>>>>

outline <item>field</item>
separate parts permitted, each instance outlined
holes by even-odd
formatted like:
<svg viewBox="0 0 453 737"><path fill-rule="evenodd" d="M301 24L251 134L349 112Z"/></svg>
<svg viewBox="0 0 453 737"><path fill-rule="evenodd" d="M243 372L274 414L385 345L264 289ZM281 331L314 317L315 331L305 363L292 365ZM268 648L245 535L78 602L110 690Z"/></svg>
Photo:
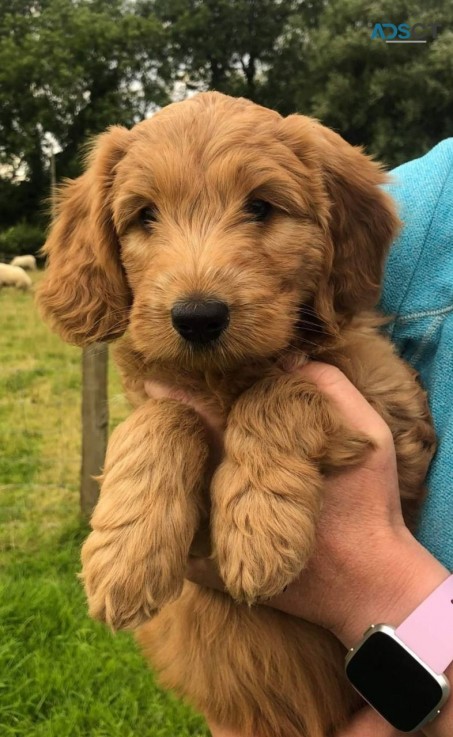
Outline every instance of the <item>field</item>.
<svg viewBox="0 0 453 737"><path fill-rule="evenodd" d="M203 720L156 686L132 637L87 617L80 363L32 295L0 290L0 735L206 737ZM127 407L112 367L109 393L114 426Z"/></svg>

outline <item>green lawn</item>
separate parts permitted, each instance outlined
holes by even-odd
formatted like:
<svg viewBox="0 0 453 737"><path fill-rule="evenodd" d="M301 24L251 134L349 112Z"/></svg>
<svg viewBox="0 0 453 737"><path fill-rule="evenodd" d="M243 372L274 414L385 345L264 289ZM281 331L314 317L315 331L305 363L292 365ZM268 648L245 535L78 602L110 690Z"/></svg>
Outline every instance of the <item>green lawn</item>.
<svg viewBox="0 0 453 737"><path fill-rule="evenodd" d="M110 374L114 425L127 406ZM42 324L32 295L0 290L0 735L205 737L132 637L87 617L79 417L79 350Z"/></svg>

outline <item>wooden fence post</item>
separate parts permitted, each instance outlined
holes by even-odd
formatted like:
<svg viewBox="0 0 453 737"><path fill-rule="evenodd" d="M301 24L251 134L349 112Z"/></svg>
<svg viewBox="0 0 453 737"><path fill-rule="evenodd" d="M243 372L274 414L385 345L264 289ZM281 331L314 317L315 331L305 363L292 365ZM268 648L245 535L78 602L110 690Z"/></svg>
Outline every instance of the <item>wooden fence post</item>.
<svg viewBox="0 0 453 737"><path fill-rule="evenodd" d="M107 448L109 408L107 393L108 348L93 343L82 358L82 473L80 507L90 516L99 496L92 477L101 473Z"/></svg>

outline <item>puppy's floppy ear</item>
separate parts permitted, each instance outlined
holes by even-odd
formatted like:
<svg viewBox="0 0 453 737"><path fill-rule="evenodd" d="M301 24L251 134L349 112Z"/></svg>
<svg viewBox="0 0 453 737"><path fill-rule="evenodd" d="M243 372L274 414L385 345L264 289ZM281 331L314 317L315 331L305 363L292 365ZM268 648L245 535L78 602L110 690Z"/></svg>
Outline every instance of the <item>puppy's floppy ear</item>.
<svg viewBox="0 0 453 737"><path fill-rule="evenodd" d="M130 292L112 222L111 188L129 135L114 126L96 139L86 172L59 193L43 248L47 273L38 305L62 338L76 345L111 340L127 326Z"/></svg>
<svg viewBox="0 0 453 737"><path fill-rule="evenodd" d="M400 225L393 200L380 186L387 176L361 148L316 120L290 115L283 122L301 161L320 164L330 209L325 227L333 248L333 307L342 314L370 309L379 299L385 257Z"/></svg>

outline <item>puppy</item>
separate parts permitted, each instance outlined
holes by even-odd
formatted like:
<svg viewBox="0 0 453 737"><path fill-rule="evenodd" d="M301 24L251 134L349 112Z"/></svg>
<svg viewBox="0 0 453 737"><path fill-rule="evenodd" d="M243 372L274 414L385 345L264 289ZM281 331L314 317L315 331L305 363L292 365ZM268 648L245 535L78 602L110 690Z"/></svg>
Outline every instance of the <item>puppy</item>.
<svg viewBox="0 0 453 737"><path fill-rule="evenodd" d="M357 708L330 633L251 606L304 567L325 477L370 447L282 364L339 367L393 432L409 522L423 495L425 395L374 312L399 225L385 181L315 120L203 93L100 136L45 246L39 302L61 336L125 333L133 411L83 547L90 613L136 629L161 682L244 737L327 737ZM214 474L200 417L147 379L224 419ZM229 595L184 582L191 548Z"/></svg>

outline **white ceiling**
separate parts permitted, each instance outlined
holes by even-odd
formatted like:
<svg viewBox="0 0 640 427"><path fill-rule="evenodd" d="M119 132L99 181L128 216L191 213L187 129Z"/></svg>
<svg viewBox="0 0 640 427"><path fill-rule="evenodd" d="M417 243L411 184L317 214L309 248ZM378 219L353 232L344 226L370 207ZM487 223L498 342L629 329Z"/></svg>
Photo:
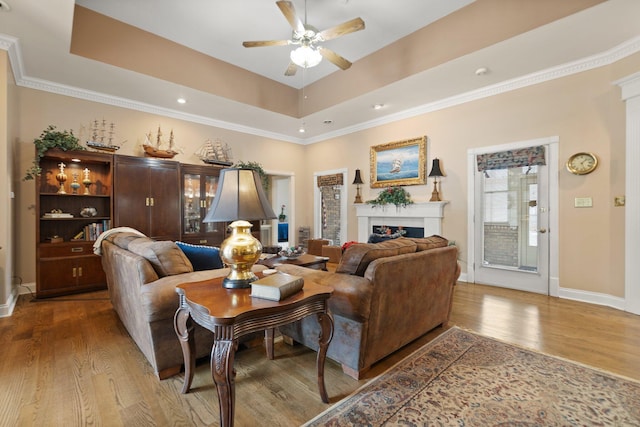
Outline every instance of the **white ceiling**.
<svg viewBox="0 0 640 427"><path fill-rule="evenodd" d="M366 24L365 30L325 44L356 62L473 1L309 0L307 18L310 24L324 30L361 17ZM0 48L9 51L18 84L300 143L319 141L472 99L482 93L495 92L499 87L535 82L536 76L545 70L552 73L576 61L589 63L594 56L611 57L612 51L625 51L625 46L628 54L630 50L637 51L635 46L640 43L640 1L608 0L307 115L304 117L307 132L301 136L298 133L300 119L70 54L73 0L1 2L6 2L11 10L0 10ZM323 60L318 67L285 77L290 48L242 47L245 40L291 37L289 24L275 0L76 2L295 88L334 72L349 72L340 71ZM305 2L294 0L294 4L298 13L304 16ZM475 70L479 67L487 67L489 72L476 76ZM177 105L178 96L187 98L187 104ZM385 108L374 111L371 106L376 103L384 103ZM324 124L325 120L333 123Z"/></svg>

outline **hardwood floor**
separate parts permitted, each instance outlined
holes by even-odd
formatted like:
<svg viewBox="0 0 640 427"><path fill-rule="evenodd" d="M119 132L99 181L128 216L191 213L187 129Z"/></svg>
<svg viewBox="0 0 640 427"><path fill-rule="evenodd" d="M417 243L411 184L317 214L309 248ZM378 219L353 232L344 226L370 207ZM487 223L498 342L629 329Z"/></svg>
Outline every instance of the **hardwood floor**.
<svg viewBox="0 0 640 427"><path fill-rule="evenodd" d="M477 331L640 380L640 316L542 295L460 283L449 326ZM331 403L443 332L437 328L378 363L361 381L327 361ZM34 301L0 319L0 426L209 426L218 404L208 362L192 392L182 374L158 381L111 308L106 291ZM297 426L320 401L315 353L283 342L236 356L236 426Z"/></svg>

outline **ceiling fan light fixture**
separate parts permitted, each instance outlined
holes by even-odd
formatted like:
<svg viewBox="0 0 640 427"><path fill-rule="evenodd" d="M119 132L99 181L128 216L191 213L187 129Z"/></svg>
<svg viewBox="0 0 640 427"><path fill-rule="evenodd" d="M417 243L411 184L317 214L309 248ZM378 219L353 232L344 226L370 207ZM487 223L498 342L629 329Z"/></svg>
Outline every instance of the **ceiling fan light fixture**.
<svg viewBox="0 0 640 427"><path fill-rule="evenodd" d="M300 46L291 51L291 62L302 68L315 67L322 61L322 55L311 46Z"/></svg>

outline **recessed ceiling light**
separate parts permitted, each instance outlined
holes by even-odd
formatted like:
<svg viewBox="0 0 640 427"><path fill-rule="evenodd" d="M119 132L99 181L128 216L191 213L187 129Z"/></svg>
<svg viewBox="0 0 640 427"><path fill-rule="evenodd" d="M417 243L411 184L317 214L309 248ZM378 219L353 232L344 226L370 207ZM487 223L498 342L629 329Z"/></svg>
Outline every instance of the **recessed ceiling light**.
<svg viewBox="0 0 640 427"><path fill-rule="evenodd" d="M2 0L0 0L0 1L2 1ZM184 98L178 98L178 104L186 104L186 103L187 103L187 100L186 100L186 99L184 99Z"/></svg>
<svg viewBox="0 0 640 427"><path fill-rule="evenodd" d="M306 132L306 129L304 128L304 125L300 126L300 128L298 129L298 132L300 132L300 133L305 133Z"/></svg>
<svg viewBox="0 0 640 427"><path fill-rule="evenodd" d="M333 123L333 120L327 119L327 120L323 121L322 123L324 123L325 125L330 125L330 124Z"/></svg>
<svg viewBox="0 0 640 427"><path fill-rule="evenodd" d="M11 6L4 0L0 0L0 10L4 10L5 12L9 12L11 10Z"/></svg>
<svg viewBox="0 0 640 427"><path fill-rule="evenodd" d="M488 72L489 72L489 69L487 67L480 67L476 70L476 76L484 76Z"/></svg>
<svg viewBox="0 0 640 427"><path fill-rule="evenodd" d="M373 104L374 110L380 110L382 107L384 107L384 104Z"/></svg>

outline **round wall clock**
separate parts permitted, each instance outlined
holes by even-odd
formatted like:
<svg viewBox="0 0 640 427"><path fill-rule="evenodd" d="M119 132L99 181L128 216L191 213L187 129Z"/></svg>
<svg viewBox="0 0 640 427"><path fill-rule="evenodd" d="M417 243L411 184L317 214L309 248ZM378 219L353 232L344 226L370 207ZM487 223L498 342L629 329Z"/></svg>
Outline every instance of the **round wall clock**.
<svg viewBox="0 0 640 427"><path fill-rule="evenodd" d="M575 175L586 175L598 166L598 158L593 153L576 153L567 160L567 170Z"/></svg>

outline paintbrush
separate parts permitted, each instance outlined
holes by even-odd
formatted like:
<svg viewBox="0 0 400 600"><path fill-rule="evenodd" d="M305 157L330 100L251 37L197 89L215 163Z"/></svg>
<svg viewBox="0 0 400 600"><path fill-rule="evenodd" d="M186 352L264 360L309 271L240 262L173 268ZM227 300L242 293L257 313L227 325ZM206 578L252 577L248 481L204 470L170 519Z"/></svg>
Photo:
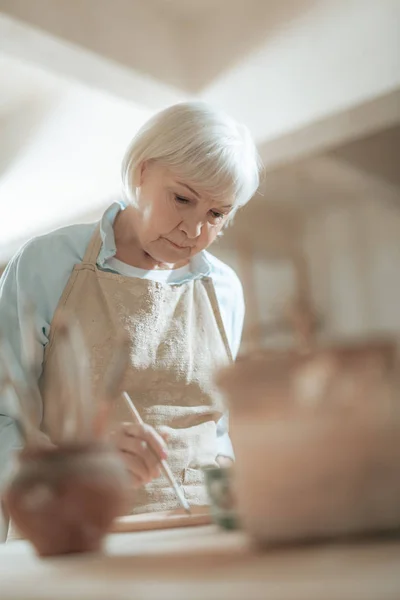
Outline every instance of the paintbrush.
<svg viewBox="0 0 400 600"><path fill-rule="evenodd" d="M40 422L42 418L42 396L38 385L38 375L35 372L35 308L32 302L26 302L21 314L21 337L22 337L22 366L24 379L31 397L31 404L39 410L36 415Z"/></svg>
<svg viewBox="0 0 400 600"><path fill-rule="evenodd" d="M122 392L122 396L129 408L129 410L131 411L133 420L138 424L138 425L144 425L143 419L140 416L136 406L133 404L132 399L130 398L129 394L127 392ZM153 451L153 449L149 446L150 450L153 452L153 454L155 456L156 453ZM157 460L159 461L160 465L161 465L161 469L164 473L164 475L166 476L166 478L168 479L168 481L170 482L171 486L174 488L175 494L180 502L180 504L182 505L182 507L184 508L185 512L188 513L189 515L191 514L191 510L190 510L190 504L189 502L186 500L178 482L176 481L174 474L171 471L171 468L169 466L169 464L167 463L167 461L165 459L160 459L157 456Z"/></svg>
<svg viewBox="0 0 400 600"><path fill-rule="evenodd" d="M62 438L86 442L92 439L94 406L89 354L75 317L66 311L55 325L57 367L62 382L59 401L62 410Z"/></svg>
<svg viewBox="0 0 400 600"><path fill-rule="evenodd" d="M35 363L35 308L32 302L26 302L21 311L21 337L23 365L33 374Z"/></svg>
<svg viewBox="0 0 400 600"><path fill-rule="evenodd" d="M78 433L78 415L74 389L74 370L71 368L71 349L68 343L68 326L64 317L57 317L56 365L60 389L57 401L62 423L60 442L71 442Z"/></svg>
<svg viewBox="0 0 400 600"><path fill-rule="evenodd" d="M75 378L76 405L80 436L83 440L92 436L94 407L92 399L89 355L81 328L76 320L68 319L68 342L71 351L71 370Z"/></svg>

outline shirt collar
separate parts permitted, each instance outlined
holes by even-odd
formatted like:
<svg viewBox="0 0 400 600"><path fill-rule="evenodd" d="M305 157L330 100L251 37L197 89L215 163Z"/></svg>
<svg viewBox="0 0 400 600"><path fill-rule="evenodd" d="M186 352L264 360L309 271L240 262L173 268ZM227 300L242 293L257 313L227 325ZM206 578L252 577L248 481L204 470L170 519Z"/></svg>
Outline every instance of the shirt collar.
<svg viewBox="0 0 400 600"><path fill-rule="evenodd" d="M125 210L126 203L123 200L113 202L111 206L107 208L100 221L100 235L103 241L99 256L97 257L97 264L99 267L104 267L105 262L115 256L117 247L115 245L114 237L114 221L117 214L121 210Z"/></svg>
<svg viewBox="0 0 400 600"><path fill-rule="evenodd" d="M99 252L99 256L97 257L97 264L99 267L104 268L107 260L115 256L117 252L113 225L118 213L121 210L125 210L126 206L126 202L123 200L117 200L106 209L101 218L100 235L103 243ZM190 267L190 279L193 279L193 275L195 278L208 277L211 272L211 263L206 256L206 252L203 251L199 254L196 254L190 260Z"/></svg>

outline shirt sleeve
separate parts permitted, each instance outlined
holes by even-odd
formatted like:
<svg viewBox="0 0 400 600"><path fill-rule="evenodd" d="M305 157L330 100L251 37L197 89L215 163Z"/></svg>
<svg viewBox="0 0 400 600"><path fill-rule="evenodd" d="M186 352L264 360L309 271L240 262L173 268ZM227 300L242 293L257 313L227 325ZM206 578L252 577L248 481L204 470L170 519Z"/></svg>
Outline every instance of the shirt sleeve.
<svg viewBox="0 0 400 600"><path fill-rule="evenodd" d="M26 302L35 301L35 293L32 289L38 284L35 278L34 265L30 264L29 252L23 255L20 251L10 261L2 277L0 278L0 334L9 343L11 350L17 361L22 361L22 335L23 310ZM43 328L38 334L40 322L35 323L35 358L34 371L39 379L43 362ZM1 338L0 338L1 343ZM0 383L3 380L4 368L0 362ZM18 372L12 373L18 379ZM1 389L1 386L0 386ZM36 415L38 428L42 417L43 407L32 406L32 414ZM9 390L3 389L0 392L0 490L13 463L15 451L21 447L21 438L16 427L16 402Z"/></svg>

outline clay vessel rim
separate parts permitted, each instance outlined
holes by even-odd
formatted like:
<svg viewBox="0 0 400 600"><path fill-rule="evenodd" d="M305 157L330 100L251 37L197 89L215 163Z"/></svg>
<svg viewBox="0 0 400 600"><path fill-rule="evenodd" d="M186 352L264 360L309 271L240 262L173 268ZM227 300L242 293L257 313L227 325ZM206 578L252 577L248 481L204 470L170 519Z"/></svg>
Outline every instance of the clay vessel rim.
<svg viewBox="0 0 400 600"><path fill-rule="evenodd" d="M113 452L114 447L101 441L84 443L65 443L58 446L27 446L19 452L20 460L40 460L55 456L75 457L79 454L98 454Z"/></svg>

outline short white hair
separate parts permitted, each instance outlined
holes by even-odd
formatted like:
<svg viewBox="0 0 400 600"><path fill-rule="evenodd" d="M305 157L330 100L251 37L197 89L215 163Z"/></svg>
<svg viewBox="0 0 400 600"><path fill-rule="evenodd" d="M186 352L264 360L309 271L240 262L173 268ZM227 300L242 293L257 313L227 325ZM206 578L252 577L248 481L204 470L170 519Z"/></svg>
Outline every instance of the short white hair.
<svg viewBox="0 0 400 600"><path fill-rule="evenodd" d="M212 198L246 204L260 183L261 161L245 125L204 102L182 102L157 113L137 132L122 161L123 192L135 198L135 175L159 162Z"/></svg>

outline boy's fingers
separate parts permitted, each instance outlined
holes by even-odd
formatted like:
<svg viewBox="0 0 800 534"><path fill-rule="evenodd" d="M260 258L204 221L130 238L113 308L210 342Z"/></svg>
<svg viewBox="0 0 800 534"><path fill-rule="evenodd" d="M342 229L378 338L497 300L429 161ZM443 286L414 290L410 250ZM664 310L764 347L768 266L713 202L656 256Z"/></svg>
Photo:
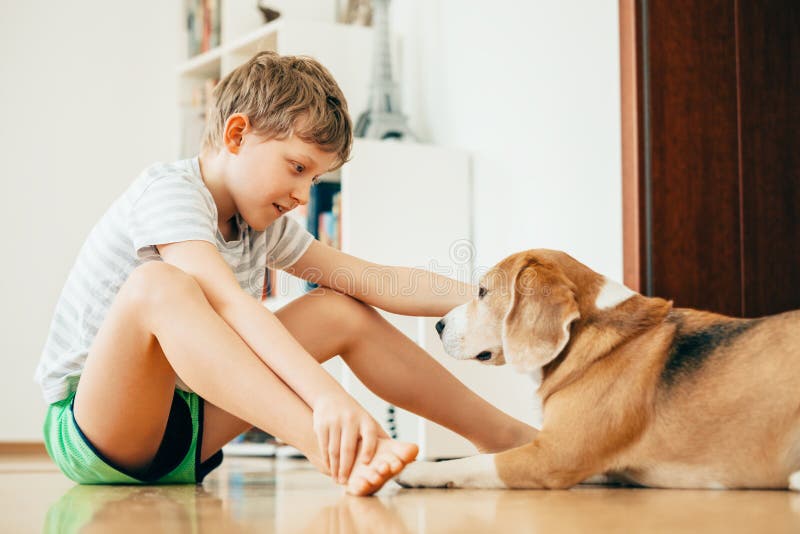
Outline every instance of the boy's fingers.
<svg viewBox="0 0 800 534"><path fill-rule="evenodd" d="M358 445L358 429L348 427L342 433L342 448L339 455L339 484L344 484L350 477Z"/></svg>
<svg viewBox="0 0 800 534"><path fill-rule="evenodd" d="M322 461L325 463L325 469L328 470L328 473L331 472L331 461L328 457L328 429L323 428L319 432L317 432L317 443L319 444L319 454L322 457Z"/></svg>
<svg viewBox="0 0 800 534"><path fill-rule="evenodd" d="M375 449L378 448L378 436L371 428L362 430L361 433L361 462L368 464L375 456Z"/></svg>
<svg viewBox="0 0 800 534"><path fill-rule="evenodd" d="M328 434L328 460L331 465L331 477L336 480L339 473L339 447L342 441L341 429L334 426Z"/></svg>

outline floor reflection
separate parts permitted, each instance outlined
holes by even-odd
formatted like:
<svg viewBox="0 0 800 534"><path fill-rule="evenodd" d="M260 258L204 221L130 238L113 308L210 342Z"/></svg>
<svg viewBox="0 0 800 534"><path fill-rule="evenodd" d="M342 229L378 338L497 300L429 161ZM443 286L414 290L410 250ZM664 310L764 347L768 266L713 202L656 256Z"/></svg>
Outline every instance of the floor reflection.
<svg viewBox="0 0 800 534"><path fill-rule="evenodd" d="M74 486L47 512L43 532L249 532L202 486Z"/></svg>
<svg viewBox="0 0 800 534"><path fill-rule="evenodd" d="M55 475L54 475L55 476ZM580 487L356 498L307 463L230 459L204 486L74 486L45 532L800 532L800 495Z"/></svg>

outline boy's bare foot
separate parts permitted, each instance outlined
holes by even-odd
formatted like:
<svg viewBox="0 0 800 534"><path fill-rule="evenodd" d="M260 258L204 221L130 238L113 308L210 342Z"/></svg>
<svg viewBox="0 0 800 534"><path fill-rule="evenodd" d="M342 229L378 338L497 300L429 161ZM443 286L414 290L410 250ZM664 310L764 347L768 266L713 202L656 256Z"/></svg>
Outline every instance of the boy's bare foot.
<svg viewBox="0 0 800 534"><path fill-rule="evenodd" d="M392 439L379 439L375 456L368 464L357 463L347 480L347 493L372 495L414 461L419 447Z"/></svg>

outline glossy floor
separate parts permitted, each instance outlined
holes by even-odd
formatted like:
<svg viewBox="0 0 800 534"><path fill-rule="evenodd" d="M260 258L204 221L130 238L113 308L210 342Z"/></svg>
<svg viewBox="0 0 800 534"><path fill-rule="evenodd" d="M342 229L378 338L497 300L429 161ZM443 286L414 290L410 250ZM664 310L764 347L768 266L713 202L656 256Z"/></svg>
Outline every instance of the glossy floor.
<svg viewBox="0 0 800 534"><path fill-rule="evenodd" d="M202 486L77 486L0 458L2 532L800 532L800 494L579 487L345 496L299 460L226 458Z"/></svg>

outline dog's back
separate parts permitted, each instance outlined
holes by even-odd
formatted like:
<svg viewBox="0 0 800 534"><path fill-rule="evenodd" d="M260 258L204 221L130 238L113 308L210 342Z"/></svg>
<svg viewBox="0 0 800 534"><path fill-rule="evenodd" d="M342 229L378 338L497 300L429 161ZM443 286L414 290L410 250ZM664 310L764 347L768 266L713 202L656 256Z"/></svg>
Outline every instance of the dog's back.
<svg viewBox="0 0 800 534"><path fill-rule="evenodd" d="M648 486L786 487L800 469L800 311L676 309L670 326L648 428L617 467Z"/></svg>

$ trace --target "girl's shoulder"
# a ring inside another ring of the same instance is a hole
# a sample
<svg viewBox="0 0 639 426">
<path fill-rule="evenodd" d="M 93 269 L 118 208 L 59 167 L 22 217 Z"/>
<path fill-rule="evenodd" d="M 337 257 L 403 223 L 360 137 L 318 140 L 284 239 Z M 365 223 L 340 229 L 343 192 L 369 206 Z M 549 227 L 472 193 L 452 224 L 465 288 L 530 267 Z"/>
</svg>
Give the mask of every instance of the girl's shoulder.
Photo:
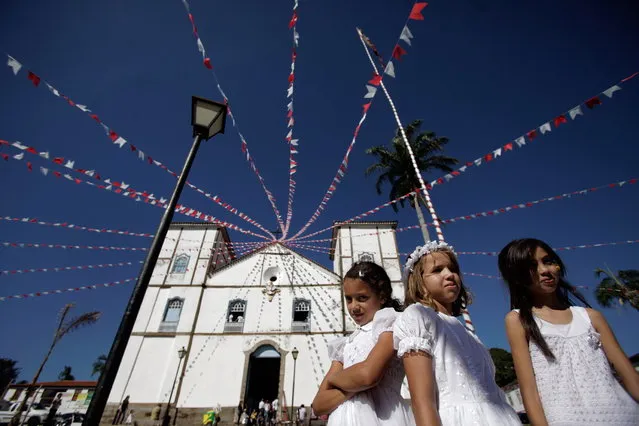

<<<<

TASK TO COMPLETE
Would you show each line of the material above that contains the string "shoulder"?

RESPONSE BOX
$ trace --target "girl's shoulder"
Give the mask of every instance of the girl's shoulder.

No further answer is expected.